=== Text section ===
------------------------------
1.8.    The use of the term “best interests” is found in numerous judicial decisions to describe the duty of a fiduciary, not those of a salesperson. This use of the term “best interests,” primarily to describe the fiduciary duty of loyalty (the most distinguishing feature of the fiduciary principle), is found in numerous judicial decisions. This author’s recent search of a U.S. case law database revealed 963 judicial opinions in which the terms “fiduciary” and “best interests” appeared in the same decision. In addition, there are numerous decisions in other common-law countries, such as the United Kingdom and Australia, that also utilize the term “best interests” to describe the salient feature of the fiduciary obligation.
------------------------------
=== Record extracts ===
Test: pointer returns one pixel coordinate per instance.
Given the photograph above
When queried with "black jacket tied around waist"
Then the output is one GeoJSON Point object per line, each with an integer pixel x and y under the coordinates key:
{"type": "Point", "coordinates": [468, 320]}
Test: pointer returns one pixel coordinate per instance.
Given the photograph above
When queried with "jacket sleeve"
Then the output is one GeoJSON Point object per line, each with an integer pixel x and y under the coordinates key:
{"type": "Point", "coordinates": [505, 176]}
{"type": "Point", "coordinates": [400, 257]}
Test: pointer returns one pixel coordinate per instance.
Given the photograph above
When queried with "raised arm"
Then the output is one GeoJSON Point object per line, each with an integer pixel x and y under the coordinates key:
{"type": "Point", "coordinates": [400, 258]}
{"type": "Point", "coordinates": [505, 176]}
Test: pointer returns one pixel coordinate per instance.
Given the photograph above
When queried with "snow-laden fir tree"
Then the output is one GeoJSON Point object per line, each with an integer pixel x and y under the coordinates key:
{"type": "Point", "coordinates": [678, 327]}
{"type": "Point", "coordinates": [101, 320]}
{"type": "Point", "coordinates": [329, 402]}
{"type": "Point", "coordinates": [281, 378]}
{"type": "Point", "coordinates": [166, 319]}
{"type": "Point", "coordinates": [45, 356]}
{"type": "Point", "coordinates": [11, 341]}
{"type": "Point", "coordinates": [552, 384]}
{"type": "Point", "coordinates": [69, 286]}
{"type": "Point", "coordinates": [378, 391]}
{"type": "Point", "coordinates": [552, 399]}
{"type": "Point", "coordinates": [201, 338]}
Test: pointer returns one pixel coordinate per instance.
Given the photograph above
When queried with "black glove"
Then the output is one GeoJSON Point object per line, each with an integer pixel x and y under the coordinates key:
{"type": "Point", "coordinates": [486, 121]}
------------------------------
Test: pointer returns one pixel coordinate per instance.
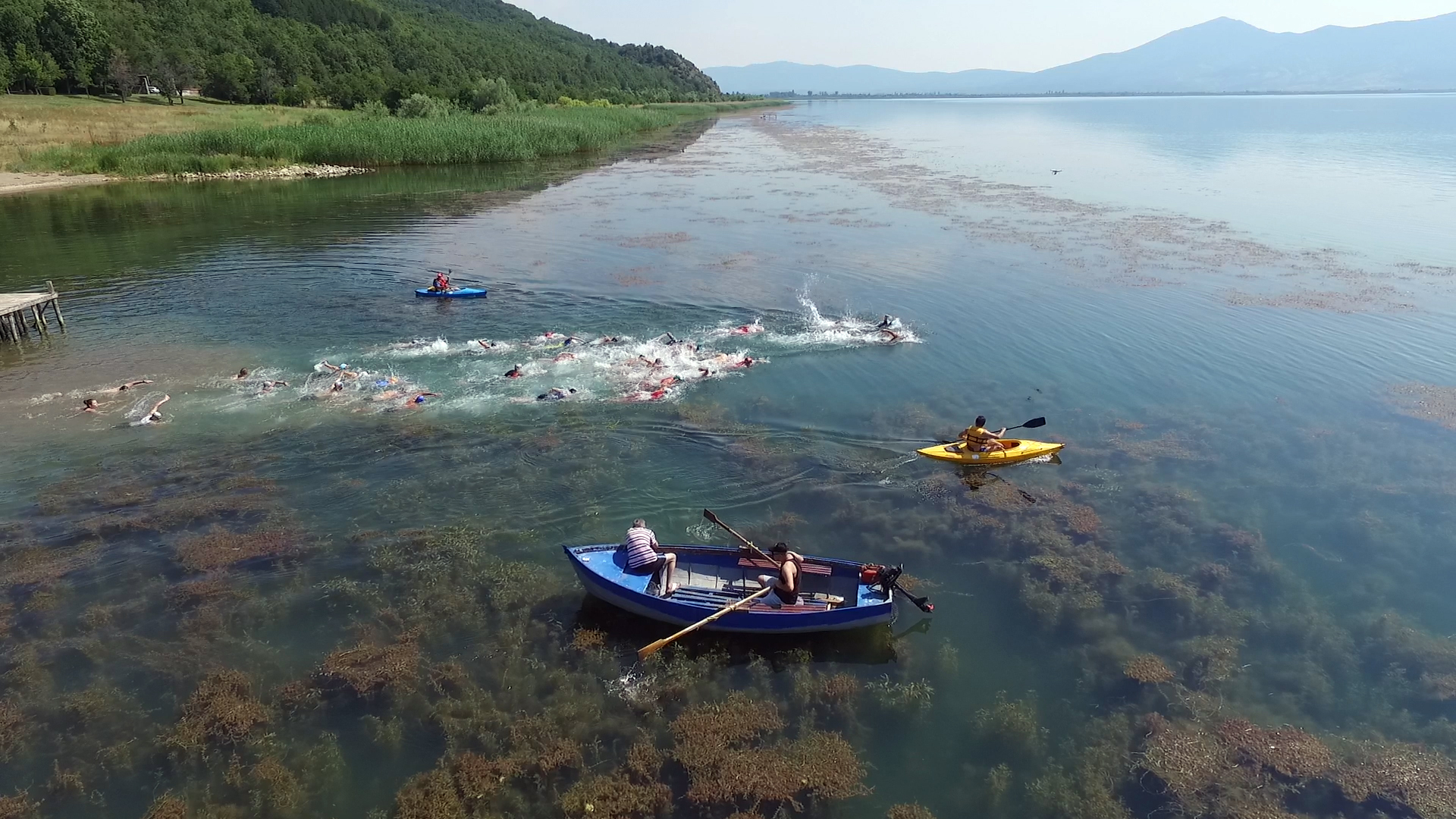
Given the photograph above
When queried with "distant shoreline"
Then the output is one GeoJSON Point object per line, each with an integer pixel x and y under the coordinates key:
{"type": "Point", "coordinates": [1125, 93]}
------------------------------
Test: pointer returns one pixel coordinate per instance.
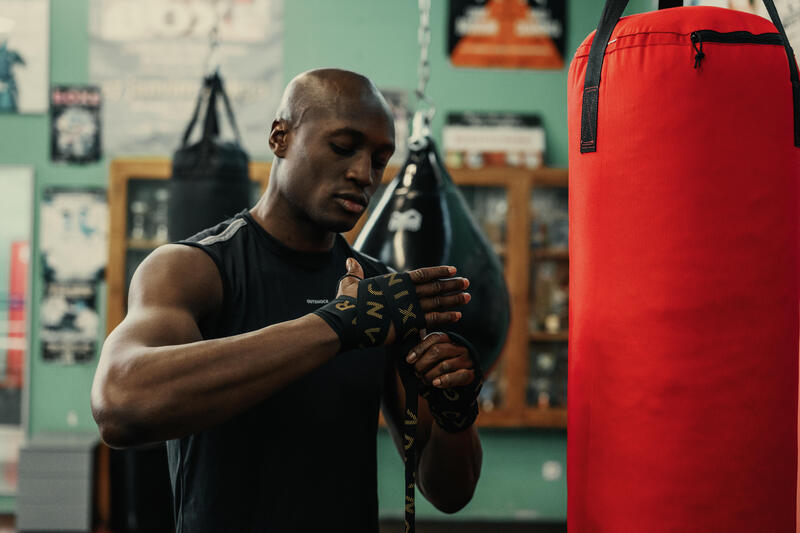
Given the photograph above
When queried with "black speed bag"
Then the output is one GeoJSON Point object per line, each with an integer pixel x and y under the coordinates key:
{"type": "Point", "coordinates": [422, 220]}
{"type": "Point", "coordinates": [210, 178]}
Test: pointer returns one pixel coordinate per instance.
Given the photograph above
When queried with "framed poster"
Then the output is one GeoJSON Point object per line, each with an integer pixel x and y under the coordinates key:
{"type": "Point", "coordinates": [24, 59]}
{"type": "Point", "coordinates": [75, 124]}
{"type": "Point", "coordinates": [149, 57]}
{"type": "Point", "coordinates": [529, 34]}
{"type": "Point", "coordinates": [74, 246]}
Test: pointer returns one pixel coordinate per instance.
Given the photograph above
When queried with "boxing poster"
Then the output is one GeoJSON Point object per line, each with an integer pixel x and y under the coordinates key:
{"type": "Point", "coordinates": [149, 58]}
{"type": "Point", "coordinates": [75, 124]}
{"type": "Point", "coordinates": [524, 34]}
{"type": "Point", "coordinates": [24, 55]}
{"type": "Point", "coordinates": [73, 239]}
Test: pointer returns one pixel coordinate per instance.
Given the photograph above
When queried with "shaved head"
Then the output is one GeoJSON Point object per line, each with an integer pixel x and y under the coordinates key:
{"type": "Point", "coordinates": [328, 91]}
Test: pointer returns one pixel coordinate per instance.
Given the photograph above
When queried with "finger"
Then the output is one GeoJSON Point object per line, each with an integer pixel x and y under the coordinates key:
------------------------------
=== What you have to do ===
Retype the part of the passage on fiduciary "best interests" that begins at "1.8.    The use" and stops after "the fiduciary obligation.", with no changes to its wording.

=== Output for this task ===
1.8.    The use of the term “best interests” is found in numerous judicial decisions to describe the duty of a fiduciary, not those of a salesperson. This use of the term “best interests,” primarily to describe the fiduciary duty of loyalty (the most distinguishing feature of the fiduciary principle), is found in numerous judicial decisions. This author’s recent search of a U.S. case law database revealed 963 judicial opinions in which the terms “fiduciary” and “best interests” appeared in the same decision. In addition, there are numerous decisions in other common-law countries, such as the United Kingdom and Australia, that also utilize the term “best interests” to describe the salient feature of the fiduciary obligation.